Pointing records -
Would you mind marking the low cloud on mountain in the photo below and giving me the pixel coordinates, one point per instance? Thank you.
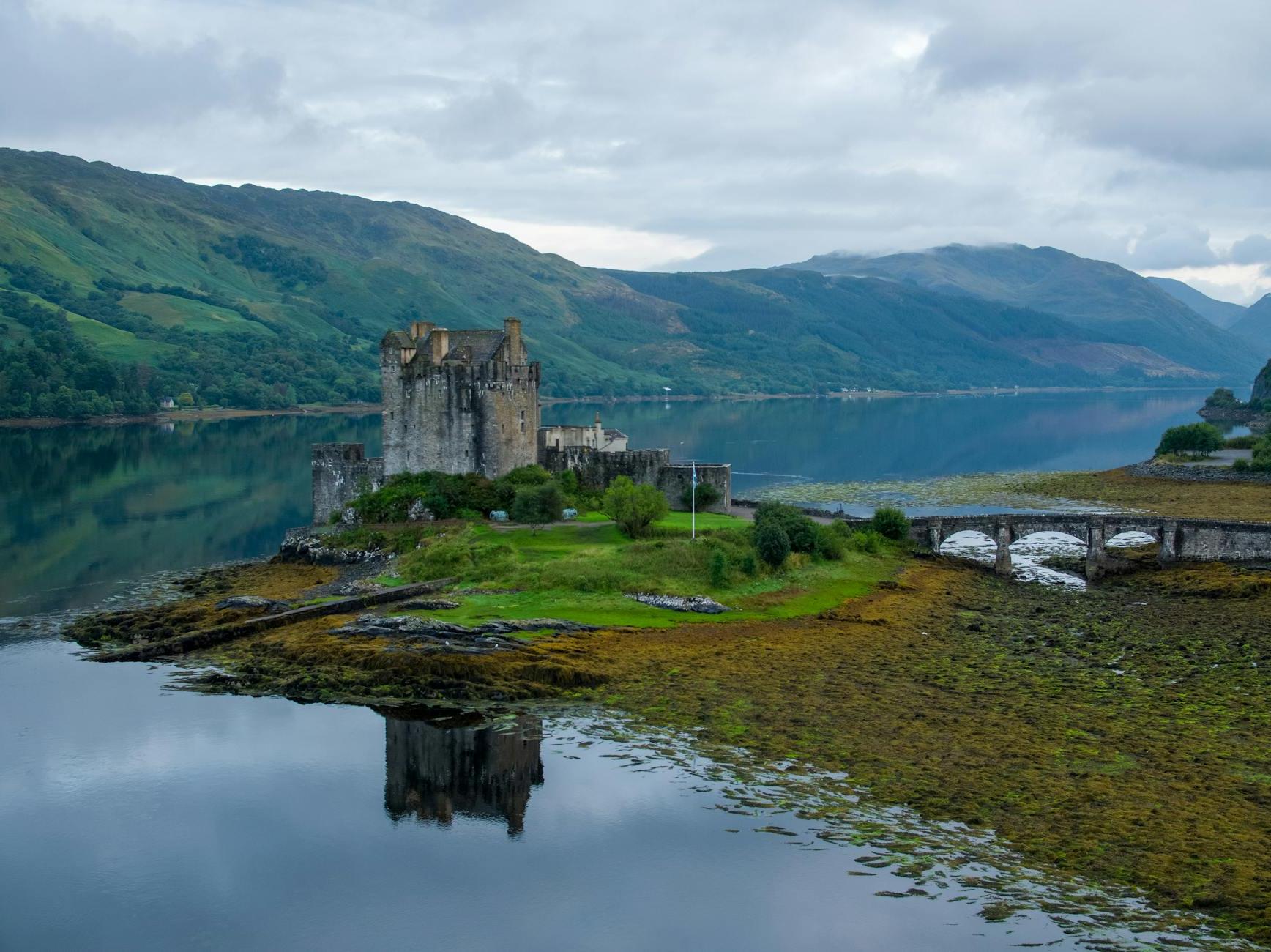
(1136, 133)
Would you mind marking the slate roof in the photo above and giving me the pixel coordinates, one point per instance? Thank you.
(483, 345)
(468, 346)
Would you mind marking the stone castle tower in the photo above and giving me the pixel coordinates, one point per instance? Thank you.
(459, 401)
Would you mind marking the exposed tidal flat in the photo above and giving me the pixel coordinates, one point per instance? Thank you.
(1013, 764)
(1114, 739)
(1108, 491)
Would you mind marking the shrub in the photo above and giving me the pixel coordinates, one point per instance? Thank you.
(445, 494)
(633, 507)
(1261, 461)
(890, 523)
(800, 530)
(1200, 439)
(538, 505)
(718, 570)
(707, 496)
(772, 543)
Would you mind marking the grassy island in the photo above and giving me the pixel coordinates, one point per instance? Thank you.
(1119, 734)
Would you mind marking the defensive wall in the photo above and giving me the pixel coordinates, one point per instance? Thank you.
(597, 469)
(341, 472)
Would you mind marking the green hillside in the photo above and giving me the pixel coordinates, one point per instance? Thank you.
(1219, 313)
(1255, 326)
(1117, 304)
(119, 289)
(827, 332)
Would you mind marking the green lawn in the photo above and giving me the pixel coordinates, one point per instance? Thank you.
(580, 572)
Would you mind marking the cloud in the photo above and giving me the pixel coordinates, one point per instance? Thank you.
(1157, 78)
(1253, 250)
(70, 75)
(640, 134)
(1174, 245)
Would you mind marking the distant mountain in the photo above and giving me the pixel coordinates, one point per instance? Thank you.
(1219, 313)
(1255, 326)
(119, 289)
(847, 331)
(1117, 304)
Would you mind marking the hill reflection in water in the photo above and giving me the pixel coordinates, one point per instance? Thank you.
(439, 767)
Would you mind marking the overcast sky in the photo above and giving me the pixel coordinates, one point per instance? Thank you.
(696, 135)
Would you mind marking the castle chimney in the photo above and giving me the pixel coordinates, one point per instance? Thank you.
(512, 333)
(440, 341)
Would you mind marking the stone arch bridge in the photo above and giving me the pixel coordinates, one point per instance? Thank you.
(1179, 539)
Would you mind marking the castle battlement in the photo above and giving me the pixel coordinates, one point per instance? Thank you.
(459, 401)
(468, 402)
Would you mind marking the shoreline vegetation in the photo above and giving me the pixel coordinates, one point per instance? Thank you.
(1117, 734)
(176, 416)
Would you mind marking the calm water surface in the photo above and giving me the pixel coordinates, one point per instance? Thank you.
(138, 817)
(88, 507)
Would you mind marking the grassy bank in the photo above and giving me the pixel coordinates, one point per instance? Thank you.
(1119, 734)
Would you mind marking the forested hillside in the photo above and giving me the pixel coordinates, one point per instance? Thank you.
(120, 289)
(1117, 304)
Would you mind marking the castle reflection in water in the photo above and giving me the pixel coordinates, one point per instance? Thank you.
(450, 765)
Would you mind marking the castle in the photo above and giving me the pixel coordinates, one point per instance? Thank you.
(468, 402)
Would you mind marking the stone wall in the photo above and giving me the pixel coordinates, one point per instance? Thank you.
(341, 472)
(463, 418)
(597, 469)
(674, 480)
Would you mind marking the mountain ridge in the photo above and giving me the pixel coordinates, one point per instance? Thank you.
(1124, 307)
(119, 289)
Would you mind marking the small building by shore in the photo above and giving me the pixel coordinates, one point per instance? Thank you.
(468, 402)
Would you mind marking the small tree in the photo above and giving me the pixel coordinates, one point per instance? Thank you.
(772, 544)
(1222, 398)
(718, 570)
(800, 530)
(1199, 439)
(633, 507)
(890, 523)
(538, 505)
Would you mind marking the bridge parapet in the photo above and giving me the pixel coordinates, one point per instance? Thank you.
(1181, 539)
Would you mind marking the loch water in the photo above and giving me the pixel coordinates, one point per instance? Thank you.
(135, 817)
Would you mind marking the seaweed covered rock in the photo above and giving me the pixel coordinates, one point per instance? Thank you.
(699, 604)
(252, 603)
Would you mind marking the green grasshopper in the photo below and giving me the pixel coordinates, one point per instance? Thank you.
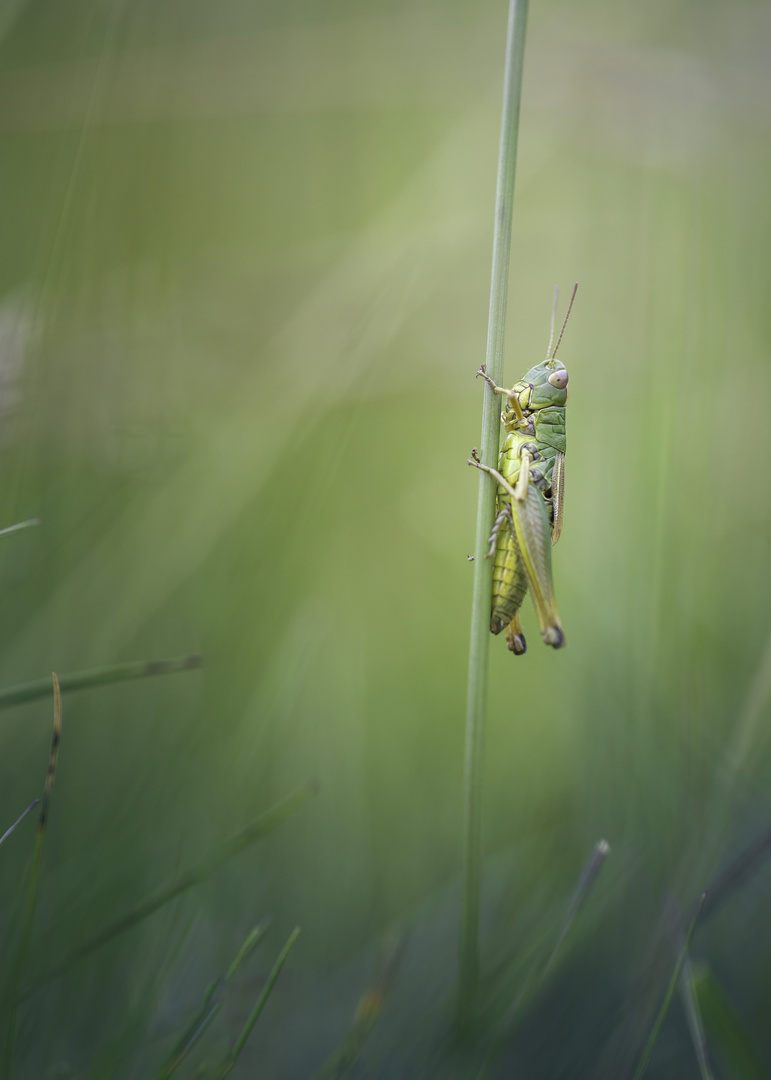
(530, 497)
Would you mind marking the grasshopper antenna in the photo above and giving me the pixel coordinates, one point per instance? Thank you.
(554, 315)
(567, 315)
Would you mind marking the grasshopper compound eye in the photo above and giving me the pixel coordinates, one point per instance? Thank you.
(558, 379)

Instructions to follow -
Render the records from the line containing "Would you mind marking the small building" through the end of the records, both included, as a two-column CSV with the columns "request" and "points". Give one row per request, putting its text and its answer each in a single quoted field with line breaks turned into spaces, and leave the pictures out.

Solution to the exercise -
request,points
"Would you mind marking the small building by shore in the photo above and giving me the pixel coordinates, one point per instance? Thank you.","(468, 402)"
"Would you mind marking the small tree in the photo above and giving me the pixel coordinates, one point per instance? Thank you.","(772, 544) (1222, 398) (718, 570) (800, 530) (1199, 439) (633, 507) (890, 523) (538, 505)"
"Would you mind marking the bridge parapet in the photo above and giving me the pixel coordinates, one point per instance? Thank you.","(1181, 539)"
"Would you mind marking the loch water in the photo above and giving me the pixel coordinates, one point per instance? Thank you.","(135, 817)"
"Would you mind marking the seaweed covered rock in the photo above and giving me the pixel coordinates, one point per instance? Thank you.","(699, 604) (252, 603)"
"Would you mind marking the green grasshopper in the photo below and giving me the pixel coordinates, one point per instance? Thank you.","(530, 497)"
"Would you mind marking the grasshopper antenna in the photo above and giving me the pixel coordinates, one point per instance? Thank you.","(554, 315) (567, 315)"
"Would you mind marking the grasshopper compound eye in the photo above and giving me the pixel coordinates, one point per instance? Thank you.","(558, 379)"